[Haskell-beginners] Creating beautiful code: can you make this divide-and-conquer implementation of the "tails" function beautiful?

aditya siram aditya.siram at gmail.com
Tue Jun 28 04:45:32 CEST 2011


I think using iterate expresses tails quite elegantly:
tails = iterate tail

But unfortunately "tail" is unsafe and throws an exception on a empty list:
*Main> tails [1,2,3,4]
[[1,2,3,4],[2,3,4],[3,4],[4],[],*** Exception: Prelude.tail: empty list

To make this correct we can do something like:
tails' l = take (length l) (iterate tail l)
-- or the points free version
-- import Control.Arrow
-- tails' = uncurry take . (length &&& iterate tail)

but that evaluates the entire list twice needlessly and is certainly
not as elegant

Seems to me that to do better than the Prelude definition what we
really need is a exception safe tail function so "tails = iterate
tail" works.

● Material
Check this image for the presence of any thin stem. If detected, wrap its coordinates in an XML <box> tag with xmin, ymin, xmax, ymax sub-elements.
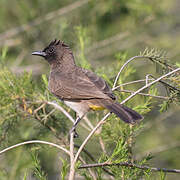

● Your tasks
A. According to the post on Haskell's tails function, what two drawbacks does the version built with take and length have?
B. Continue the mailing list post about Haskell's tails function after its final sentence.
The material is separate from the mailing list post about Haskell's tails function.

● Answers
A. It needlessly evaluates the entire list twice, and it is not as elegant.

B.
-deech

On Mon, Jun 27, 2011 at 8:16 PM, Michael Xavier <nemesisdesign at gmail.com> wrote:
> I'll bite. The source of tails is pretty elegant:
>
> tails                   :: [a] -> [[a]]
> tails []                =  [[]]
> tails xxs@(_:xs)        =  xxs : tails xs
>
> On Mon, Jun 27, 2011 at 1:30 PM, Costello, Roger L. <costello at mitre.org>
> wrote:
>>
>> Hi Folks,
>>
>> Below is a divide-and-conquer implementation of the "tails" function.
>>
>> Notice the two patterns (x:y:xs) and (x:[]). And notice that (x:y:xs) is
>> used by the "length" function and again by the "splitAt" function. That
>> doesn't seem elegant. Can the function be simplified and made beautiful?
>>
>> /Roger
>>
>>
>> tails'               ::   [a] -> [[a]]
>> tails' (x:y:xs)   =   map (++zs) (tails' ys) ++ tails' zs
>>                           where m        =  length (x:y:xs)
>>                                       n         =  m `div` 2
>>                                      (ys,zs)  =  splitAt n (x:y:xs)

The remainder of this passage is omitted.